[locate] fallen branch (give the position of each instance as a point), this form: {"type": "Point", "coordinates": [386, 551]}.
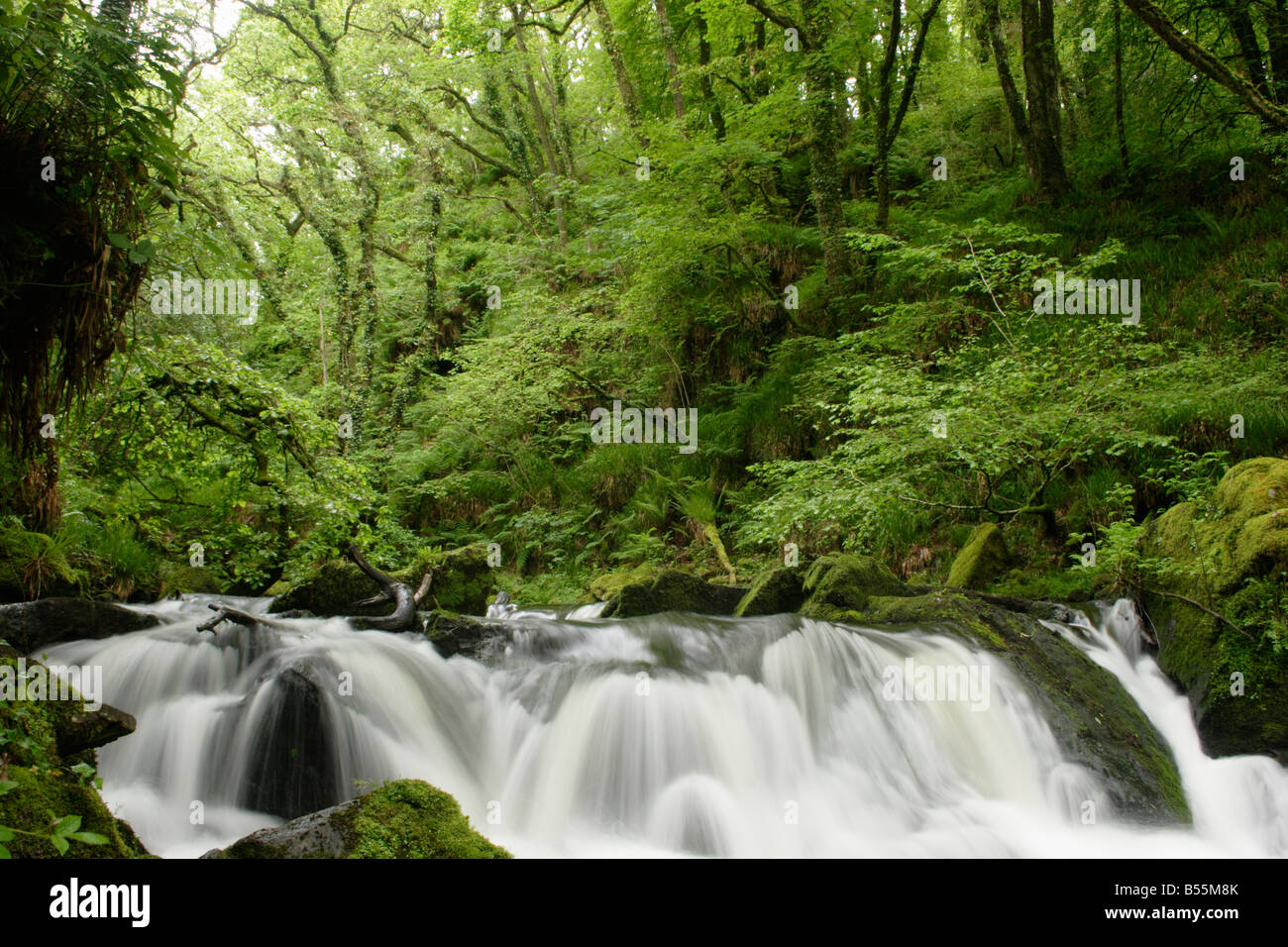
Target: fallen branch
{"type": "Point", "coordinates": [1202, 608]}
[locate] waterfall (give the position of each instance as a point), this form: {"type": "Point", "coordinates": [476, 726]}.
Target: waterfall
{"type": "Point", "coordinates": [656, 736]}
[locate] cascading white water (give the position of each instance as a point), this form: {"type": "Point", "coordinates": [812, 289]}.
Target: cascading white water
{"type": "Point", "coordinates": [665, 735]}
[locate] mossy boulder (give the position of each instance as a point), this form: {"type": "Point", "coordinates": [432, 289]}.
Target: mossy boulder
{"type": "Point", "coordinates": [777, 591]}
{"type": "Point", "coordinates": [333, 589]}
{"type": "Point", "coordinates": [462, 583]}
{"type": "Point", "coordinates": [43, 740]}
{"type": "Point", "coordinates": [462, 634]}
{"type": "Point", "coordinates": [31, 626]}
{"type": "Point", "coordinates": [674, 591]}
{"type": "Point", "coordinates": [187, 579]}
{"type": "Point", "coordinates": [463, 579]}
{"type": "Point", "coordinates": [606, 585]}
{"type": "Point", "coordinates": [982, 561]}
{"type": "Point", "coordinates": [1091, 715]}
{"type": "Point", "coordinates": [1228, 556]}
{"type": "Point", "coordinates": [838, 583]}
{"type": "Point", "coordinates": [400, 819]}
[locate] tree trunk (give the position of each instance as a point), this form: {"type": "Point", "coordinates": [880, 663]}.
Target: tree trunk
{"type": "Point", "coordinates": [704, 82]}
{"type": "Point", "coordinates": [823, 133]}
{"type": "Point", "coordinates": [1276, 46]}
{"type": "Point", "coordinates": [673, 60]}
{"type": "Point", "coordinates": [1249, 50]}
{"type": "Point", "coordinates": [1010, 93]}
{"type": "Point", "coordinates": [614, 55]}
{"type": "Point", "coordinates": [1207, 63]}
{"type": "Point", "coordinates": [1120, 124]}
{"type": "Point", "coordinates": [1042, 88]}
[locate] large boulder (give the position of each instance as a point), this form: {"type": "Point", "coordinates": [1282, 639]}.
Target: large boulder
{"type": "Point", "coordinates": [462, 634]}
{"type": "Point", "coordinates": [331, 590]}
{"type": "Point", "coordinates": [462, 582]}
{"type": "Point", "coordinates": [400, 819]}
{"type": "Point", "coordinates": [838, 583]}
{"type": "Point", "coordinates": [44, 740]}
{"type": "Point", "coordinates": [1214, 612]}
{"type": "Point", "coordinates": [463, 579]}
{"type": "Point", "coordinates": [777, 591]}
{"type": "Point", "coordinates": [185, 579]}
{"type": "Point", "coordinates": [674, 591]}
{"type": "Point", "coordinates": [1091, 715]}
{"type": "Point", "coordinates": [982, 561]}
{"type": "Point", "coordinates": [33, 626]}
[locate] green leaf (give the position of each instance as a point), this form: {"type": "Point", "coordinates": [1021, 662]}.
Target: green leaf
{"type": "Point", "coordinates": [88, 838]}
{"type": "Point", "coordinates": [67, 823]}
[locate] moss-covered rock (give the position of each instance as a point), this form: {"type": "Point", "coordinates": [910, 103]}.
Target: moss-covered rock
{"type": "Point", "coordinates": [982, 561]}
{"type": "Point", "coordinates": [674, 591]}
{"type": "Point", "coordinates": [838, 583]}
{"type": "Point", "coordinates": [1220, 557]}
{"type": "Point", "coordinates": [31, 626]}
{"type": "Point", "coordinates": [462, 583]}
{"type": "Point", "coordinates": [400, 819]}
{"type": "Point", "coordinates": [333, 589]}
{"type": "Point", "coordinates": [777, 591]}
{"type": "Point", "coordinates": [463, 579]}
{"type": "Point", "coordinates": [604, 586]}
{"type": "Point", "coordinates": [1091, 715]}
{"type": "Point", "coordinates": [462, 634]}
{"type": "Point", "coordinates": [187, 579]}
{"type": "Point", "coordinates": [43, 740]}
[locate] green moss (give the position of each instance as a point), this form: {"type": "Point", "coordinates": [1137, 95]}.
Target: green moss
{"type": "Point", "coordinates": [1090, 712]}
{"type": "Point", "coordinates": [841, 583]}
{"type": "Point", "coordinates": [187, 579]}
{"type": "Point", "coordinates": [463, 579]}
{"type": "Point", "coordinates": [674, 591]}
{"type": "Point", "coordinates": [43, 796]}
{"type": "Point", "coordinates": [777, 591]}
{"type": "Point", "coordinates": [1227, 557]}
{"type": "Point", "coordinates": [609, 583]}
{"type": "Point", "coordinates": [47, 789]}
{"type": "Point", "coordinates": [411, 819]}
{"type": "Point", "coordinates": [980, 561]}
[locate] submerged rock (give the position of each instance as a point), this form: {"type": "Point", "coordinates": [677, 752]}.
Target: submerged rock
{"type": "Point", "coordinates": [982, 561]}
{"type": "Point", "coordinates": [1091, 715]}
{"type": "Point", "coordinates": [674, 591]}
{"type": "Point", "coordinates": [33, 626]}
{"type": "Point", "coordinates": [400, 819]}
{"type": "Point", "coordinates": [1231, 560]}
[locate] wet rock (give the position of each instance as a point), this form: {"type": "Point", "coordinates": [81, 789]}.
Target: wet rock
{"type": "Point", "coordinates": [1229, 560]}
{"type": "Point", "coordinates": [400, 819]}
{"type": "Point", "coordinates": [674, 591]}
{"type": "Point", "coordinates": [776, 592]}
{"type": "Point", "coordinates": [33, 626]}
{"type": "Point", "coordinates": [982, 561]}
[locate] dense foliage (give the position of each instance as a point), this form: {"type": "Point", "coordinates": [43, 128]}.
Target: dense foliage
{"type": "Point", "coordinates": [819, 223]}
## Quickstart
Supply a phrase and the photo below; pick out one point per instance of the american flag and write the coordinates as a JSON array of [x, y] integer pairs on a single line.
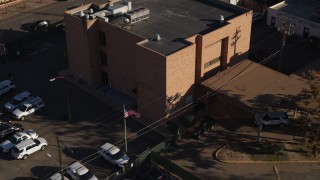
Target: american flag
[[131, 112]]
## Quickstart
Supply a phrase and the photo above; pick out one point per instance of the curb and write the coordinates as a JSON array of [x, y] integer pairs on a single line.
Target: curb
[[259, 162]]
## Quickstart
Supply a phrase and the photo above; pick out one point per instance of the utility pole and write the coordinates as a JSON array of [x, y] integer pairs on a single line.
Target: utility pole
[[286, 29], [60, 159]]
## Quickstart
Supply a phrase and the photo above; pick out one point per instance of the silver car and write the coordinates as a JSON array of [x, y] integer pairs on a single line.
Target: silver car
[[272, 118]]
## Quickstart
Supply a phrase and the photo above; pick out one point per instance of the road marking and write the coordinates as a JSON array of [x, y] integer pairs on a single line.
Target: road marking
[[32, 19], [40, 9], [34, 53], [276, 172], [49, 44], [43, 49]]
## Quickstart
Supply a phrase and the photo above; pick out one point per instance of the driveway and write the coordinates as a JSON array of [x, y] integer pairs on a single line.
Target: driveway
[[93, 123]]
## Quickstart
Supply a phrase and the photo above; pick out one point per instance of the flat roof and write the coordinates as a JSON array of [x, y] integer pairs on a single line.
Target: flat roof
[[299, 8], [176, 20]]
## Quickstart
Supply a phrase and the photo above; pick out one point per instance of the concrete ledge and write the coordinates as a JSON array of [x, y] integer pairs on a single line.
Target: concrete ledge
[[259, 162]]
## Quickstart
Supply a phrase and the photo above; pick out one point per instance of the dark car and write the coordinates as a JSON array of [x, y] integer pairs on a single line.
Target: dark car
[[40, 25], [8, 129], [206, 123]]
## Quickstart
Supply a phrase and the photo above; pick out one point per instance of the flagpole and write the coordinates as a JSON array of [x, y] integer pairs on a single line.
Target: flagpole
[[125, 127]]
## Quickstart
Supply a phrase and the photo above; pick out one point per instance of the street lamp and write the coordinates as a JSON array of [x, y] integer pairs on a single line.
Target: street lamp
[[3, 52], [60, 159], [286, 28], [67, 95]]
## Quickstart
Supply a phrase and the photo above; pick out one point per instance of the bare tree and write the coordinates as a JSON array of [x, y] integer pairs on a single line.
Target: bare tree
[[311, 96]]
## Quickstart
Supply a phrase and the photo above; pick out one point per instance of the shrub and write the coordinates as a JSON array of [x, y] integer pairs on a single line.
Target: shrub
[[271, 148]]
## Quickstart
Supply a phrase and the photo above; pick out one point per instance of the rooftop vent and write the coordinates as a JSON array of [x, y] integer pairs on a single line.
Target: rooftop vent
[[221, 19], [137, 15]]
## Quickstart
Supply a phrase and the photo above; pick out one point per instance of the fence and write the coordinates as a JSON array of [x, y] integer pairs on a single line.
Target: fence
[[139, 159]]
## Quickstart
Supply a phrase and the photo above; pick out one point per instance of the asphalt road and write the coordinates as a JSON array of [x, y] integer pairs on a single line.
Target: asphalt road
[[296, 54], [11, 28], [93, 123]]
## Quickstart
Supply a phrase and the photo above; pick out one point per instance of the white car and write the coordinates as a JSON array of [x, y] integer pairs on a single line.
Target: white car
[[257, 17], [6, 86], [113, 154], [17, 138], [17, 100], [57, 176], [23, 149], [272, 118], [78, 171], [30, 106]]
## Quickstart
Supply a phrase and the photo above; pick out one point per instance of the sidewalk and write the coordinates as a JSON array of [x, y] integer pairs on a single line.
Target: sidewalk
[[20, 8]]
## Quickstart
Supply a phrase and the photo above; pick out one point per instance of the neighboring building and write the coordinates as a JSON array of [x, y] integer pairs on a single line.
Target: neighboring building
[[155, 50], [305, 15], [234, 2]]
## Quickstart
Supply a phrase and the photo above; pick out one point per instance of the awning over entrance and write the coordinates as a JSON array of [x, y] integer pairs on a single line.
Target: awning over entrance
[[258, 87]]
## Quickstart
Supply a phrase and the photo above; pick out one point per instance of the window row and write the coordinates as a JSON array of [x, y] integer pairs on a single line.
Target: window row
[[213, 61]]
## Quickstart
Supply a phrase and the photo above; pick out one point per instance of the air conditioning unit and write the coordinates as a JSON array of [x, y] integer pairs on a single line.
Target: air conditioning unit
[[137, 15]]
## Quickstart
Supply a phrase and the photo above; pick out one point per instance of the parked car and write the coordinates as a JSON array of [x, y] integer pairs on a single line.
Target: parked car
[[30, 106], [272, 118], [78, 171], [57, 176], [5, 118], [40, 25], [114, 155], [188, 120], [202, 126], [6, 86], [27, 147], [256, 17], [7, 145], [17, 100], [8, 129]]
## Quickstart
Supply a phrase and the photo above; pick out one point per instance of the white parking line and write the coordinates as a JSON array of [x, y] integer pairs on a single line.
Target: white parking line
[[29, 20], [49, 44], [43, 49], [34, 53]]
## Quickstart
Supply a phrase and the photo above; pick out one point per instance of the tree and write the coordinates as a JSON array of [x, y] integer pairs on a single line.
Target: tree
[[311, 96]]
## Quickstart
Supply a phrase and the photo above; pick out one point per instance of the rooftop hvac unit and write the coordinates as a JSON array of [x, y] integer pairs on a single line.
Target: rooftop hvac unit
[[137, 15], [86, 16]]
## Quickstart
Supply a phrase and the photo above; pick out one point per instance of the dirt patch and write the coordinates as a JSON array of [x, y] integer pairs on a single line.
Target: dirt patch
[[252, 151]]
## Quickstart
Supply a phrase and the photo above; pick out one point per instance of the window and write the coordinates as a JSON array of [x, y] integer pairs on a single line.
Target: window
[[103, 58], [213, 61], [102, 38], [104, 77]]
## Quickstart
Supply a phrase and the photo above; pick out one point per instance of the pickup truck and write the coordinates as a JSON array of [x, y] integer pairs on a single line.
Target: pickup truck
[[30, 106]]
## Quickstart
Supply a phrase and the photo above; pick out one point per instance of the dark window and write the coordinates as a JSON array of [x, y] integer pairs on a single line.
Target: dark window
[[104, 77], [102, 38], [103, 58], [135, 90], [213, 61]]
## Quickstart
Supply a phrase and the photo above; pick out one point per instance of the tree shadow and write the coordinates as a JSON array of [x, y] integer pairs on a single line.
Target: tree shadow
[[44, 172]]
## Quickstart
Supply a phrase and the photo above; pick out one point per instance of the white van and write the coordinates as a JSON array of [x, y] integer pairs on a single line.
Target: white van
[[6, 86], [17, 100]]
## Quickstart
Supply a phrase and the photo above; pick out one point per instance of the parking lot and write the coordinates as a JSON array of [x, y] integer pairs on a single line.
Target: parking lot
[[93, 123]]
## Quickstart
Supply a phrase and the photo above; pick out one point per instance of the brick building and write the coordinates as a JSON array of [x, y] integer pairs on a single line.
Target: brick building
[[155, 51]]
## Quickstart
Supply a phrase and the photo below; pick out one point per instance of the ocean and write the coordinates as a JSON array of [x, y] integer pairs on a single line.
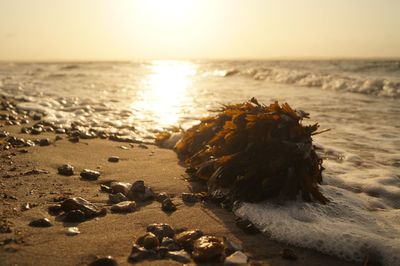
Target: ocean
[[359, 100]]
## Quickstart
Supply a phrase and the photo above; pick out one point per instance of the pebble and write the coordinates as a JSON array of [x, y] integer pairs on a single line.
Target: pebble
[[288, 254], [148, 241], [66, 170], [120, 187], [90, 174], [168, 206], [189, 197], [106, 261], [179, 256], [247, 226], [44, 142], [124, 207], [42, 222], [59, 131], [78, 203], [162, 196], [75, 216], [161, 230], [237, 258], [170, 244], [4, 134], [36, 130], [73, 231], [117, 198], [187, 238], [55, 209], [139, 254], [208, 249], [105, 188], [113, 159], [138, 187]]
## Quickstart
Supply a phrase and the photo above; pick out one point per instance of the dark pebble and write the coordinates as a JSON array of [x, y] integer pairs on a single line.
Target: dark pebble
[[168, 206], [43, 222], [189, 197], [113, 159], [107, 261], [105, 188], [138, 187], [55, 209], [66, 170], [288, 254], [90, 174], [139, 254], [75, 216], [44, 142], [161, 230], [247, 226]]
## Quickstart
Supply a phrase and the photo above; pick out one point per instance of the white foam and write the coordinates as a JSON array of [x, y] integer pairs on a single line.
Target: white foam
[[346, 227]]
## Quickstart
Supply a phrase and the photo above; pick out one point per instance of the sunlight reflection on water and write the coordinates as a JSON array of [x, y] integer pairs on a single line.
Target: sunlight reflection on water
[[164, 91]]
==============================
# WHAT YOU WILL DO
Copy only the lines in the listing that contain "form".

# SOLUTION TO THE PROBLEM
[locate] fallen branch (give the position of each instance as a point), this form: {"type": "Point", "coordinates": [386, 551]}.
[locate] waterfall (give the position of each instance as a point), this form: {"type": "Point", "coordinates": [476, 726]}.
[locate] cascading white water (give the position of each instance as a point), this form: {"type": "Point", "coordinates": [812, 289]}.
[locate] mossy boulder (give the position of each instance as a point), this form: {"type": "Point", "coordinates": [432, 289]}.
[locate] tree trunk (give the position of each instance as a point), this form: {"type": "Point", "coordinates": [880, 663]}.
[locate] large boulder (give the position of each instance as a point), this form: {"type": "Point", "coordinates": [1282, 639]}.
[locate] green leaf (give the position of each instance as a point), this form: {"type": "Point", "coordinates": [1021, 662]}.
[locate] moss-covered rock (give the position of each instance as a point), this form: {"type": "Point", "coordinates": [910, 103]}.
[locate] green moss (give the position of each instance as a point), this form: {"type": "Point", "coordinates": [1137, 95]}.
[locate] submerged rock (give the position of each instance as a point), this form: {"type": "Point", "coordinates": [677, 752]}.
[locate] wet rock (give the position of each instance as a point), this form: {"type": "Point", "coordinates": [81, 789]}.
[locate] dense foliage (give the position of each instance as a point), this form: {"type": "Point", "coordinates": [43, 128]}.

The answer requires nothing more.